- Opening Delimiter -

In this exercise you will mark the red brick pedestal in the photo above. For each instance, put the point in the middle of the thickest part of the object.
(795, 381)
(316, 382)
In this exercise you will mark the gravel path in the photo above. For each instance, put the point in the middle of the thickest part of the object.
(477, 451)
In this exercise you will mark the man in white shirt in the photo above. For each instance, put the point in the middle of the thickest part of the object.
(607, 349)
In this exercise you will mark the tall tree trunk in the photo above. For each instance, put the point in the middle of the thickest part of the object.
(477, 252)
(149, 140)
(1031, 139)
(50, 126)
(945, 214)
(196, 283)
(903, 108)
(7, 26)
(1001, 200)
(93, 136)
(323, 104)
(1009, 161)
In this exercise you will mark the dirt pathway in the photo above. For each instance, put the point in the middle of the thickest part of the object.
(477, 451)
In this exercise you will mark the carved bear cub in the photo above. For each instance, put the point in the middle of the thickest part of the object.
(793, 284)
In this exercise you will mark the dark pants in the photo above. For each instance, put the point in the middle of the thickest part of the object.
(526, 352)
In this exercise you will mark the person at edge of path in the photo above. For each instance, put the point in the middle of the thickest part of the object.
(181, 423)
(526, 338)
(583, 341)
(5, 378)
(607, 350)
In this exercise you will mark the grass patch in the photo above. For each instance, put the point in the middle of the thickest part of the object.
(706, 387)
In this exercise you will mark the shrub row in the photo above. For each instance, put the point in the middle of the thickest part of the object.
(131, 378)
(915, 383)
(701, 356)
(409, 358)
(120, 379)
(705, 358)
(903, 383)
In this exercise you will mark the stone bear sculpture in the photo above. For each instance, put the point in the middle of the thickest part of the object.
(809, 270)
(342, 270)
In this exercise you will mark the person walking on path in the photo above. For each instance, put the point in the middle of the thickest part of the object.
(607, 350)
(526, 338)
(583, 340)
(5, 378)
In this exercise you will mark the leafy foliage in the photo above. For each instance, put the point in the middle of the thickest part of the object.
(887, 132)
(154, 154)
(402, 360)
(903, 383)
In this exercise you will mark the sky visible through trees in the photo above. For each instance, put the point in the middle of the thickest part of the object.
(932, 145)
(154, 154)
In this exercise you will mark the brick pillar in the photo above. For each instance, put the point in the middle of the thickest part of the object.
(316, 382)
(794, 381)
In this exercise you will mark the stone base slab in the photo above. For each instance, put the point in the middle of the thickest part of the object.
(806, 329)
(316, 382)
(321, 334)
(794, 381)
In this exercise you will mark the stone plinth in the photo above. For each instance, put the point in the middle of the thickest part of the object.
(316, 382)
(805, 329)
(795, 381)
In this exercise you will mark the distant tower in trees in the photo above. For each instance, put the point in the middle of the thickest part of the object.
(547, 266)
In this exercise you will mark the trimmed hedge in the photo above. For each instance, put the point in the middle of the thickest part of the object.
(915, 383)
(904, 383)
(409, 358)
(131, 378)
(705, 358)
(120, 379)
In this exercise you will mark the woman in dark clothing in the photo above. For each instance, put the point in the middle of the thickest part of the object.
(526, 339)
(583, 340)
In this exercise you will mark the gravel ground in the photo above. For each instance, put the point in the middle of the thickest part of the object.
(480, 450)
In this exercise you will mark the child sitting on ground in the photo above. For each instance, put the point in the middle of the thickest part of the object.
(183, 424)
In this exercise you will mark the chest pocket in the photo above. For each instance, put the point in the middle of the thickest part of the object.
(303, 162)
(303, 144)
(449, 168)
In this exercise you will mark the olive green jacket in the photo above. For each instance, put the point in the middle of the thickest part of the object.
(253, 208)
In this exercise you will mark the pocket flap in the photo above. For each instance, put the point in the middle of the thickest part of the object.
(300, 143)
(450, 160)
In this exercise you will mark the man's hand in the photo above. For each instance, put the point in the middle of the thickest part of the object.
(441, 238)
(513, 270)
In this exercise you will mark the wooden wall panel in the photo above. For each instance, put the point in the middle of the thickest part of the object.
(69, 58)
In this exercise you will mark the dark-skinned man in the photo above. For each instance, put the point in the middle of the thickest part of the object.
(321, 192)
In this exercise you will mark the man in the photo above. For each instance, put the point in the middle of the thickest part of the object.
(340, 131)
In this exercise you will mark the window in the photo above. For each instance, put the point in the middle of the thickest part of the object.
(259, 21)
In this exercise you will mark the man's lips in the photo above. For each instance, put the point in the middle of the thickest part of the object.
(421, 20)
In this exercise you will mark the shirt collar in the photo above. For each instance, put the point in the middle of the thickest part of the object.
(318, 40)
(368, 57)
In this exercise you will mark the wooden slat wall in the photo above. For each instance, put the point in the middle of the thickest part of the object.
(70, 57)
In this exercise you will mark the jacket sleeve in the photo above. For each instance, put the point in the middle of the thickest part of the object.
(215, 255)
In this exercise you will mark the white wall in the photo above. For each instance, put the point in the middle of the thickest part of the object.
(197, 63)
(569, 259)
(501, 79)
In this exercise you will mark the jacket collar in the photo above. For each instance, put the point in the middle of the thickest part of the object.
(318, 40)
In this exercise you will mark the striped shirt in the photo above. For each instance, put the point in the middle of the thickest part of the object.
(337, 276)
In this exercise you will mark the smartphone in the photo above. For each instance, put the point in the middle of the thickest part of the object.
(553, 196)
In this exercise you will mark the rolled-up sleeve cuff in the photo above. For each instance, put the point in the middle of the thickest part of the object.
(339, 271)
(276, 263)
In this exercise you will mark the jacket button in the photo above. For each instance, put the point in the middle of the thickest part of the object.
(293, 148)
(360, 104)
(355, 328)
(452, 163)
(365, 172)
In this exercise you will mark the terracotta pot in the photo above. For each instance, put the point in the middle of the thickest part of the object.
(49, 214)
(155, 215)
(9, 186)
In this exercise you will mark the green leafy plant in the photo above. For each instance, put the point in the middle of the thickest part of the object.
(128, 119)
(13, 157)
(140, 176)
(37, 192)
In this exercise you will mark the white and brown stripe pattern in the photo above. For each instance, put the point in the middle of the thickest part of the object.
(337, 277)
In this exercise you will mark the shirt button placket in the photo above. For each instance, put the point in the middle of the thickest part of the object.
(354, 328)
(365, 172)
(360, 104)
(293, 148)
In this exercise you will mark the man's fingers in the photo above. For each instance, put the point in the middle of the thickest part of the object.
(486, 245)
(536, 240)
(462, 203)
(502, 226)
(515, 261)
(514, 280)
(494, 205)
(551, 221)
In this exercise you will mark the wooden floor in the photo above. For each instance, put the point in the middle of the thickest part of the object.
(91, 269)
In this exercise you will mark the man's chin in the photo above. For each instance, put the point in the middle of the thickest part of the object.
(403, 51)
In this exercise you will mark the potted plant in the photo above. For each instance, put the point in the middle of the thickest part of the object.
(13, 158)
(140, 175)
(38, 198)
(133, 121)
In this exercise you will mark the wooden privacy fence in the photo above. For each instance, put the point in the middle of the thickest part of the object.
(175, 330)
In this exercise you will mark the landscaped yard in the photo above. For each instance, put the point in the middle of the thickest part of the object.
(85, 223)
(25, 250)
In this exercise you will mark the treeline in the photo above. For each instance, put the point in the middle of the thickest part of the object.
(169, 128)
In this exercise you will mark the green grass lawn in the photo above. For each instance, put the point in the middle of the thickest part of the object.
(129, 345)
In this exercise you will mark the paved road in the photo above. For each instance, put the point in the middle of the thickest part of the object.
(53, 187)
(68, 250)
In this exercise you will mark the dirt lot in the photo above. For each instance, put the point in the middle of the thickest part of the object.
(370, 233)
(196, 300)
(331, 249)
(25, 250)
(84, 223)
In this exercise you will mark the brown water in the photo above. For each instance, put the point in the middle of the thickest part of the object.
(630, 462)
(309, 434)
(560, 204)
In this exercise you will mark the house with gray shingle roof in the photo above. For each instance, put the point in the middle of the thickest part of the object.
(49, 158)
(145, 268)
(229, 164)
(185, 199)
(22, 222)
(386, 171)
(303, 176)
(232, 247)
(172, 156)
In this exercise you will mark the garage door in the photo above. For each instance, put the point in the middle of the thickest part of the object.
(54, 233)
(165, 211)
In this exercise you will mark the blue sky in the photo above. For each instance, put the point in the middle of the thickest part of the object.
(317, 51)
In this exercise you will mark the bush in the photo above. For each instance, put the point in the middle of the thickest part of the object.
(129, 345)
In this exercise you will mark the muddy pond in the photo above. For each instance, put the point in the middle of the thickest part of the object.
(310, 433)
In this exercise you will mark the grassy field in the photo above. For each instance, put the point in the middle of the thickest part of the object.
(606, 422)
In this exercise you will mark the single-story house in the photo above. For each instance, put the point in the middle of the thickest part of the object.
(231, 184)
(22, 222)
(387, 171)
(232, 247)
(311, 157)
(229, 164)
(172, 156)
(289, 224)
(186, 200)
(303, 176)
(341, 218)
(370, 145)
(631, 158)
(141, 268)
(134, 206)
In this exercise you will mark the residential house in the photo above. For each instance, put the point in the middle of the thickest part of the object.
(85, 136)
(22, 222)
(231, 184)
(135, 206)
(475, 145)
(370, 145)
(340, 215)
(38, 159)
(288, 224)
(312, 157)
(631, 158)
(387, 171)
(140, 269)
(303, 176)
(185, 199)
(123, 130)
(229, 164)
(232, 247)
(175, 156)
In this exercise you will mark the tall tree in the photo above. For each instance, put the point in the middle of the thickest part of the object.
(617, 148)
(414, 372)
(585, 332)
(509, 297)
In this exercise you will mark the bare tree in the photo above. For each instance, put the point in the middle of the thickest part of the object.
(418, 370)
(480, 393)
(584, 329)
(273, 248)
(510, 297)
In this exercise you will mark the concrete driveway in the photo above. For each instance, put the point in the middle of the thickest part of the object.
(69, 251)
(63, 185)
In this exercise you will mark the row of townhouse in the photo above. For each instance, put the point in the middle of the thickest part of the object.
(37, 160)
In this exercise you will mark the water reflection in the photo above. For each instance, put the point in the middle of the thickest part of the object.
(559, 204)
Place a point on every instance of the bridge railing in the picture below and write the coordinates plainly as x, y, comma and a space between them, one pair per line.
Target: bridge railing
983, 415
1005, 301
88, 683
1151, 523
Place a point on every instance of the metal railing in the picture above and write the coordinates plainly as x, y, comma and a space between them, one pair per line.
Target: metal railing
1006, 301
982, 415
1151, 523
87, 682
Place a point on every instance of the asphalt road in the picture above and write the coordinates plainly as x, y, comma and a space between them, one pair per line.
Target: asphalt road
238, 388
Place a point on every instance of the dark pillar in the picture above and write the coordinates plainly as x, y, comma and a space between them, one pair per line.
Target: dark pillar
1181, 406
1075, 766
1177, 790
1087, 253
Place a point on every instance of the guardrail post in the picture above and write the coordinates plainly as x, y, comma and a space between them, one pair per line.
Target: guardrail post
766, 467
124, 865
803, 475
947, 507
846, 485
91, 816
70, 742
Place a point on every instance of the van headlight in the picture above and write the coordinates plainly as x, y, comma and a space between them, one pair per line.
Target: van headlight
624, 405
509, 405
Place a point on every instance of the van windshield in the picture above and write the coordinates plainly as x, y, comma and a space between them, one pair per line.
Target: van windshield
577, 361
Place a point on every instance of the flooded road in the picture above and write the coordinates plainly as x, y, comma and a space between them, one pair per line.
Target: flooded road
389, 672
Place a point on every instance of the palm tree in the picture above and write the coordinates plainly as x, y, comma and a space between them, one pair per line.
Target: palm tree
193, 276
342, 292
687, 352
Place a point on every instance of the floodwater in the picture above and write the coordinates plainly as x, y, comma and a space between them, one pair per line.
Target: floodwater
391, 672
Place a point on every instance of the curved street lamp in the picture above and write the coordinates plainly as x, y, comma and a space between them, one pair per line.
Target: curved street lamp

- Closing Delimiter -

Above are the records; report how many of their lines hold the string "space", with no other words.

11